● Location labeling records
....
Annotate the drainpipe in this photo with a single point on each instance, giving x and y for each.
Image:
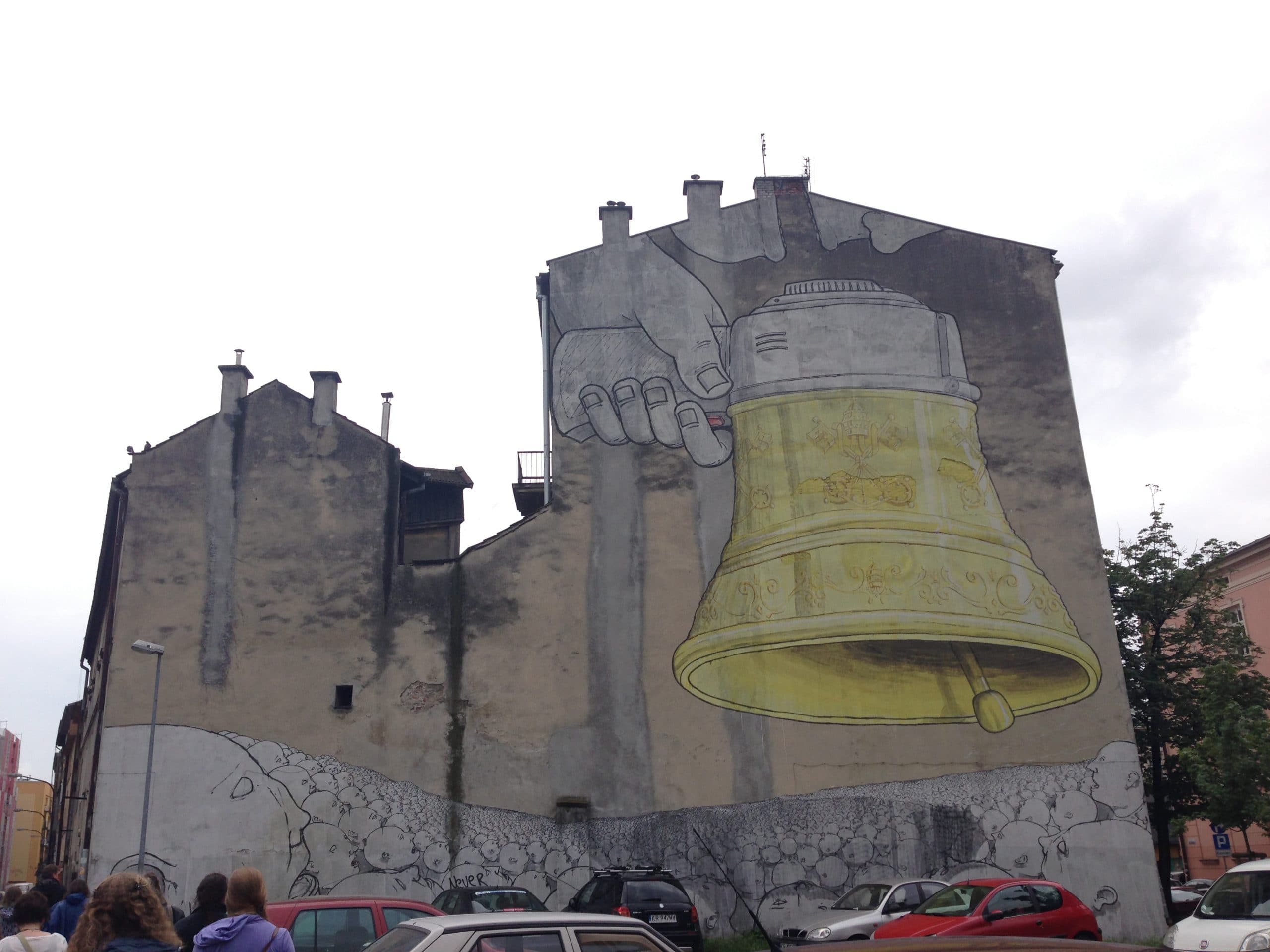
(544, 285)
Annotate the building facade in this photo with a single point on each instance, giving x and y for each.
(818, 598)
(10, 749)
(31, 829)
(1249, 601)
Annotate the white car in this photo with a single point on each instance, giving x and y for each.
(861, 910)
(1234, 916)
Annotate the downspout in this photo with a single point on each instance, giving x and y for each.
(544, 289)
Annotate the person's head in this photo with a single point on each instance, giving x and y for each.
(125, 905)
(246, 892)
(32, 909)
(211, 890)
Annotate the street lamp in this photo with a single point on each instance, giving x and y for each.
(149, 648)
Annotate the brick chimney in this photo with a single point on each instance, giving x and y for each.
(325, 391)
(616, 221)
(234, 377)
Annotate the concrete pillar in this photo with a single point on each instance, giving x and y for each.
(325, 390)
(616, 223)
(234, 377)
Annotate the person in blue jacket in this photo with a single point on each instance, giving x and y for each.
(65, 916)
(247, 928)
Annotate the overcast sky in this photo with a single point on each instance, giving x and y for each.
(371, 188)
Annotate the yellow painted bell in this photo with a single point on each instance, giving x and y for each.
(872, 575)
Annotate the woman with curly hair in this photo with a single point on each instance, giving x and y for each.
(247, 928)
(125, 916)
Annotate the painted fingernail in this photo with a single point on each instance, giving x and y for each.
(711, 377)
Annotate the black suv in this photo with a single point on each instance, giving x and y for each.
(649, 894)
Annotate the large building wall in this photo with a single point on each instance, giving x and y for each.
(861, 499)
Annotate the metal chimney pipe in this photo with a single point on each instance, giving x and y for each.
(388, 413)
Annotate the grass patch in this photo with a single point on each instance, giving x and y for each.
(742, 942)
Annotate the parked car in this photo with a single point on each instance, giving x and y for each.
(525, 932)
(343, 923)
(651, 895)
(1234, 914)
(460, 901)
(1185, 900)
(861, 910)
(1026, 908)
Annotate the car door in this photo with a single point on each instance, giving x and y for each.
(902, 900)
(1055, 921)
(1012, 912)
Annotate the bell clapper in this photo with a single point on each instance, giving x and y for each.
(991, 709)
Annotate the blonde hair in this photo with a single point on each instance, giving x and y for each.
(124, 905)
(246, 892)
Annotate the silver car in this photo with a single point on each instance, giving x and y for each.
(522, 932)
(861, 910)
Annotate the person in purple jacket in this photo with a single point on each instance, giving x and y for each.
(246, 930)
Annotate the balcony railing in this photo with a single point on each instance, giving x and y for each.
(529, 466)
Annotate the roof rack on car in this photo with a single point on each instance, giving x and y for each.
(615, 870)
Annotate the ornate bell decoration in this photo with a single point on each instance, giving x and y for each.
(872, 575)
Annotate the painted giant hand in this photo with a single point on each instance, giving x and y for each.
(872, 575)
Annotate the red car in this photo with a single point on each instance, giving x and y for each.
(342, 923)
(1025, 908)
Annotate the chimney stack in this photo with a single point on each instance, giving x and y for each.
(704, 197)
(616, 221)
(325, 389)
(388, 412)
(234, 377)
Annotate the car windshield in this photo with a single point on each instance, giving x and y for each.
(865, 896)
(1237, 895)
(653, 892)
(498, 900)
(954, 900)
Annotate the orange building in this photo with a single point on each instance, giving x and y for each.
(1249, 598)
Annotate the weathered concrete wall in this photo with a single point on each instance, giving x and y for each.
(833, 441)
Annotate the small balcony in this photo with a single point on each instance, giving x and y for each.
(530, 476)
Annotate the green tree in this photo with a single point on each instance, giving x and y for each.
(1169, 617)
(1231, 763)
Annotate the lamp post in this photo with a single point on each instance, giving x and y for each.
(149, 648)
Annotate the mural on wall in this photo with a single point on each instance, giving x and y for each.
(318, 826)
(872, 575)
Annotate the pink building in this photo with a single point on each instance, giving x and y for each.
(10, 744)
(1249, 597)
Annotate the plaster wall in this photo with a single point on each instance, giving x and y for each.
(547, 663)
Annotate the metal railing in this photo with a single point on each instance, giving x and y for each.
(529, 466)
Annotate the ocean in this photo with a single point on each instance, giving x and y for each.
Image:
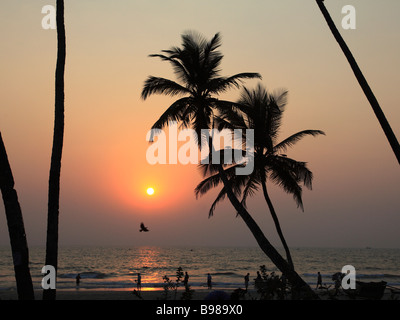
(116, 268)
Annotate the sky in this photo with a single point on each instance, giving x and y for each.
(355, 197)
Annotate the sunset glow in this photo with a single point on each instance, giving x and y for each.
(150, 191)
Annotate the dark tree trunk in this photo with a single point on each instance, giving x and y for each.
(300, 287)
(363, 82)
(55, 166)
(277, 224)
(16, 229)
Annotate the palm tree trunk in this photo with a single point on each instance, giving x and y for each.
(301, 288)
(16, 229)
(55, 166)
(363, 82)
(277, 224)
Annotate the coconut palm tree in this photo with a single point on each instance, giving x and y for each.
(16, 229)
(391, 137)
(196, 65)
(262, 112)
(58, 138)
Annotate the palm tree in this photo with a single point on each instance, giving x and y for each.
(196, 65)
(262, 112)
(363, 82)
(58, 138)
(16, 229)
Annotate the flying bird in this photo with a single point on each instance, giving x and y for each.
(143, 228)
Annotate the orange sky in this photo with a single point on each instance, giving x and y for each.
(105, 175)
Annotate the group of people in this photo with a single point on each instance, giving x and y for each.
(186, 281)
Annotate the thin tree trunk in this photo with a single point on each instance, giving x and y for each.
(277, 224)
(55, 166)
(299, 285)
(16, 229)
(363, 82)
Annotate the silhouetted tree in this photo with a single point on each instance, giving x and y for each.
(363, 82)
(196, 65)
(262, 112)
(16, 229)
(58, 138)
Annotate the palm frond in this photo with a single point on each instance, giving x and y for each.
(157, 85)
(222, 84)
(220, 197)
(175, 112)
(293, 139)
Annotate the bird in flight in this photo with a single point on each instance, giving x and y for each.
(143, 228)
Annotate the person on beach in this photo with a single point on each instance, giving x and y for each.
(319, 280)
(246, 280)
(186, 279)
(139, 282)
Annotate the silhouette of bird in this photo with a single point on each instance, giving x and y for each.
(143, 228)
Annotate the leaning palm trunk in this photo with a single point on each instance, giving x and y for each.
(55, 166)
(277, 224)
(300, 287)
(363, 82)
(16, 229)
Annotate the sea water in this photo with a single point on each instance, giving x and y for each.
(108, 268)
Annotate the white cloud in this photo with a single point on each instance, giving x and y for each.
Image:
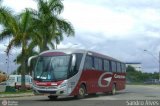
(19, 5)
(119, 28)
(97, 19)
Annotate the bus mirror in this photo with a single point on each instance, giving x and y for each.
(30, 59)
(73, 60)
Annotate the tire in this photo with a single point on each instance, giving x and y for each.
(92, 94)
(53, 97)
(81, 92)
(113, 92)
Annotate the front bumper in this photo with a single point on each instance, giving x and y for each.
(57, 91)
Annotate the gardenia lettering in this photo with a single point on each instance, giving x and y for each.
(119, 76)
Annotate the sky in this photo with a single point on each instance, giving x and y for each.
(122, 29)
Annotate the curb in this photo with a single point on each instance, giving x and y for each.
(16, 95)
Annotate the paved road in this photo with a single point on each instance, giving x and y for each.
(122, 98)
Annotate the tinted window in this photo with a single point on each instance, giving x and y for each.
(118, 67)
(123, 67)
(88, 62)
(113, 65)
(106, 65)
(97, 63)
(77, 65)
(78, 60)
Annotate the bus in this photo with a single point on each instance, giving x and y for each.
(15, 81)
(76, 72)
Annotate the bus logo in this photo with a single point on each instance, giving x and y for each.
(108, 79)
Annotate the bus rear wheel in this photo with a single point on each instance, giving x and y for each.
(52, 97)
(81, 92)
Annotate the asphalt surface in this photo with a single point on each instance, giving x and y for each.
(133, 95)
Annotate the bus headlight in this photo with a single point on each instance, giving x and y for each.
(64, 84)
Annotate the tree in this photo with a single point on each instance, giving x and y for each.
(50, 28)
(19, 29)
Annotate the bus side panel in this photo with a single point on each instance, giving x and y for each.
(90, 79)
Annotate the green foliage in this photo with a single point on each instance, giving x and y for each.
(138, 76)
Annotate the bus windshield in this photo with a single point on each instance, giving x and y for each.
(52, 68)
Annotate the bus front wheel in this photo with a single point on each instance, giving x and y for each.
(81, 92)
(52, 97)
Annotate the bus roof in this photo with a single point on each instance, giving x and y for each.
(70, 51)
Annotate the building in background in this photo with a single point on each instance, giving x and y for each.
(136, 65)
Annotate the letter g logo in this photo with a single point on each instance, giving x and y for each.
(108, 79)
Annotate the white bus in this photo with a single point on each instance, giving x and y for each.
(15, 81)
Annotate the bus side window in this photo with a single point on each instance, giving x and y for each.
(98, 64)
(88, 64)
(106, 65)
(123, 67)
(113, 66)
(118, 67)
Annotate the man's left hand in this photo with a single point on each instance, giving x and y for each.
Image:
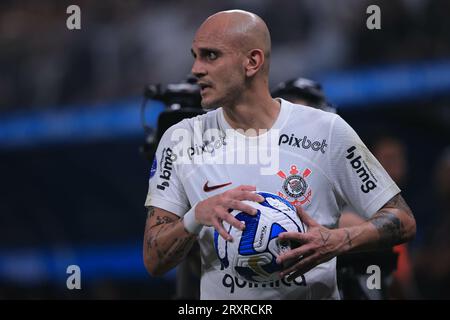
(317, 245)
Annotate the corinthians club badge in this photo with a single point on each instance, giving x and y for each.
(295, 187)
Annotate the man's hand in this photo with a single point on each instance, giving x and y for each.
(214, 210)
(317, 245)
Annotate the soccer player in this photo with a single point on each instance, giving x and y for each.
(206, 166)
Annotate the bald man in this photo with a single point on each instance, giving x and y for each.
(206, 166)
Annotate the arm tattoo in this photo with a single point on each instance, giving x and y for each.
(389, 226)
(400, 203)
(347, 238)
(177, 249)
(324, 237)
....
● Given task
Copy the items word for word from the beginning through the line containing "(1249, 601)", including that line. Leave the pictures out.

● Written solution
Annotate the drainpipe in this photo with a single point on each instance, giving x and y for each.
Image:
(544, 285)
Annotate the building facade in this photo with a single point on each instance, giving x and y for each.
(818, 598)
(10, 749)
(31, 829)
(1249, 601)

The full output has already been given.